Problem statement:
The expected output is the full set of entries, printed exactly, without pictures.

Extracted data entries
——
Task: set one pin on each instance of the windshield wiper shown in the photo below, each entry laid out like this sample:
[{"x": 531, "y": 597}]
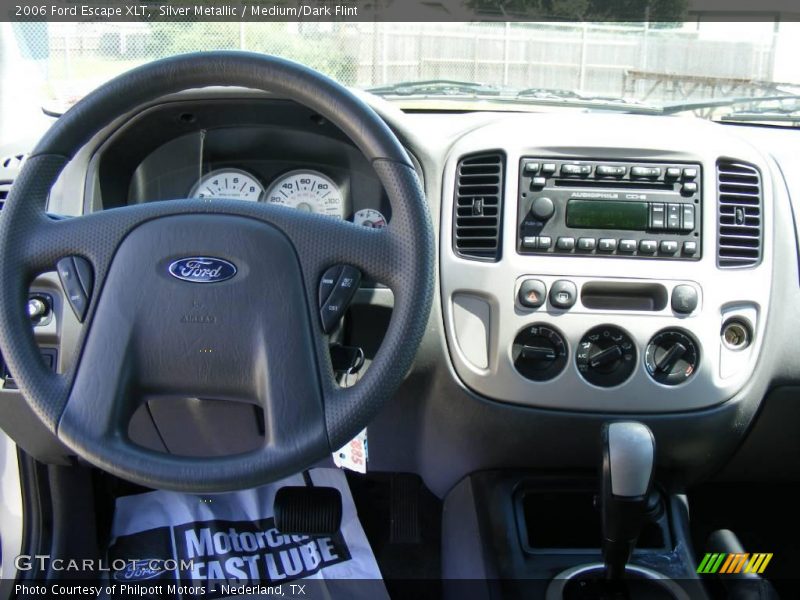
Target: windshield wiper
[
  {"x": 436, "y": 87},
  {"x": 678, "y": 107},
  {"x": 573, "y": 98},
  {"x": 533, "y": 95}
]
——
Final answer:
Task: set one pin on each instance of the windshield wiper shown in the photo below, each entry laid out like this sample:
[{"x": 531, "y": 597}]
Target: windshield wiper
[
  {"x": 436, "y": 87},
  {"x": 678, "y": 107},
  {"x": 573, "y": 98},
  {"x": 533, "y": 95}
]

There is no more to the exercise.